- [Your tasks]
a – In the lung cancer passage, turn the paragraph beginning "In the study, beta-blocker use" into a short bulleted list that keeps its main findings.
b – Translate this sentence from the lung cancer passage into Spanish: "Patients with non-small-cell lung cancer (NSCLC) taking beta-blockers for heart problems, in addition to their radiation treatments, lived 22% longer than patients not using beta-blockers, according to a large cohort study."
c – Carry on the lung cancer passage from its last sentence, adding a paragraph or two in the same style.

Patients with non-small-cell lung cancer (NSCLC) taking beta-blockers for heart problems, in addition to their radiation treatments, lived 22% longer than patients not using beta-blockers, according to a large cohort study.

“These findings were the first, to our knowledge, demonstrating a survival benefit associated with the use of beta blockers and radiation therapy for lung cancer,” said lead researcher Daniel Gomez, M.D., an assistant professor in the department of radiation oncology at the University of Texas M.D. Anderson Cancer Center in Houston. “The results imply that there may be another mechanism, largely unexplored, that could potentially reduce the rates of tumor spread in patients with this very aggressive disease.”

In the study, beta-blocker use was associated with improved distant metastasis-free survival (DMFS), disease-free survival (DFS), and overall survival (OS) in NSCLC patients. Beta-blocker made no difference in the length of survival without the disease progressing in the part of the lungs where it started, according to the authors.

- [Extracted material]
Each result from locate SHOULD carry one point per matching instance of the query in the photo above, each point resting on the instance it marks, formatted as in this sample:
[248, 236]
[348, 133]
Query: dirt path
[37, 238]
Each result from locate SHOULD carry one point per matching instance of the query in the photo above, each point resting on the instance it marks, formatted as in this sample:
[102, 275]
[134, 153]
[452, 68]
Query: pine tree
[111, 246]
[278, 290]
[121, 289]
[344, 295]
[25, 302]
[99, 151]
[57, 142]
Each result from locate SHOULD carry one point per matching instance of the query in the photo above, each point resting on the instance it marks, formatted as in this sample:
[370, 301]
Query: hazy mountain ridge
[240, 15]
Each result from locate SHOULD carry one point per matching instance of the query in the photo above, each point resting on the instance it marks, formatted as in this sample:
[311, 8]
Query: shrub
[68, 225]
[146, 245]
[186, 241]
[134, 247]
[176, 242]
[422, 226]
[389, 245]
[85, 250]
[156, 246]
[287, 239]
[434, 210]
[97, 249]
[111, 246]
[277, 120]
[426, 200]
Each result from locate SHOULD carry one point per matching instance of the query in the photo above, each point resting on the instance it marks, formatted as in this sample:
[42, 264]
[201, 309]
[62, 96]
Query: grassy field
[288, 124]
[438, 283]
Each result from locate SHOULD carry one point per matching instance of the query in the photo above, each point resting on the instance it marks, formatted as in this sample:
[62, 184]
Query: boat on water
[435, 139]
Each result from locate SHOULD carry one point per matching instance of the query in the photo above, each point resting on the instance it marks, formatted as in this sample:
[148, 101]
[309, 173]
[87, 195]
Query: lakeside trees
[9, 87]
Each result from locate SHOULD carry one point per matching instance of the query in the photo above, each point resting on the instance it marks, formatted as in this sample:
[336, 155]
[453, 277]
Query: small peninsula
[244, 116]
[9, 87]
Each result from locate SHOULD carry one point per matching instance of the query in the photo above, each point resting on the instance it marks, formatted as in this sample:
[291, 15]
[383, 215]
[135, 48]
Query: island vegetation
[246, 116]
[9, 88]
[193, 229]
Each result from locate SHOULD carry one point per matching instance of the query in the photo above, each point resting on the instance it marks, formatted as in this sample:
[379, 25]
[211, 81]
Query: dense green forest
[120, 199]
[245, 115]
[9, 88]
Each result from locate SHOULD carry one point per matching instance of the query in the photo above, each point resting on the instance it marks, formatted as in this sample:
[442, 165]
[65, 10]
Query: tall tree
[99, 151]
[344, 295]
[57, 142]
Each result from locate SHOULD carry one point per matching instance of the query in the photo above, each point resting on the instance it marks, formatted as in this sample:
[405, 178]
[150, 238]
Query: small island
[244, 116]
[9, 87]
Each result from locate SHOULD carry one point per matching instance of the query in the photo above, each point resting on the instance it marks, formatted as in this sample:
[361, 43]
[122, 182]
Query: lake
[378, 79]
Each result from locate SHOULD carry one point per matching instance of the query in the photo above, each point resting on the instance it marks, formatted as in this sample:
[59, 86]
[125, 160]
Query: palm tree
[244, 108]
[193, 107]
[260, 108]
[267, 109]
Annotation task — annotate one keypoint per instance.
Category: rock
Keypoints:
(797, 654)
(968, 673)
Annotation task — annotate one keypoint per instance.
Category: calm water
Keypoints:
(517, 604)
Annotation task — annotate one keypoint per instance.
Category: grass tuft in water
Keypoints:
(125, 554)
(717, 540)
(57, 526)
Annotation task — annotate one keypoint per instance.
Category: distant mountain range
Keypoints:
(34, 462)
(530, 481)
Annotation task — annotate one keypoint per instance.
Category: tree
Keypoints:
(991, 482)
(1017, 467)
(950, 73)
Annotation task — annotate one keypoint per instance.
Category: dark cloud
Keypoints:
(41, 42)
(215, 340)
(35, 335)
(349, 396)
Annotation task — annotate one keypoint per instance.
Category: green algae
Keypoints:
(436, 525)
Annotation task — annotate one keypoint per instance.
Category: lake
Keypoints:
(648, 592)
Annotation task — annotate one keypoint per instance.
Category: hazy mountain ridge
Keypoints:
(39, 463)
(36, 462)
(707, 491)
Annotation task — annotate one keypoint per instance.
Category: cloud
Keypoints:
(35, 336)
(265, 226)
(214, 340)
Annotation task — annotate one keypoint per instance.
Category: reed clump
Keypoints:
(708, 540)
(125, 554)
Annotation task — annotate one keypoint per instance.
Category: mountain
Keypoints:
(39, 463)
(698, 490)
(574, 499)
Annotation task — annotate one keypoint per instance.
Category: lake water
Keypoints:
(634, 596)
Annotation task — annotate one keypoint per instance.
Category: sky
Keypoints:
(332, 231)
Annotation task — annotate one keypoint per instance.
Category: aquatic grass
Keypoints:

- [Outputs in order]
a –
- Among NSCLC patients, beta-blocker use was linked to better distant metastasis-free survival (DMFS), disease-free survival (DFS) and overall survival (OS).
- According to the authors, beta-blockers did not change how long patients survived without the disease progressing in the part of the lungs where it started.

b – Los pacientes con cáncer de pulmón de células no pequeñas (CPCNP) que tomaban betabloqueantes para problemas cardíacos, además de sus tratamientos de radioterapia, vivieron un 22 % más que los pacientes que no usaban betabloqueantes, según un amplio estudio de cohortes.

c –
The researchers speculate that the benefit may be tied to the beta-blockers’ suppression of norepinephrine, which is known to promote the spread of cancer cells.

“Right now, we would not advocate that patients take beta blockers for this purpose, until these findings can be validated by prospective trials,” said Gomez. “In addition, future studies will help us to understand if the mechanism that we propose is correct, and thus if beta blockers are indeed directly affecting the aggressiveness of this cancer or if these findings are due to the activation or inhibition of another pathway.”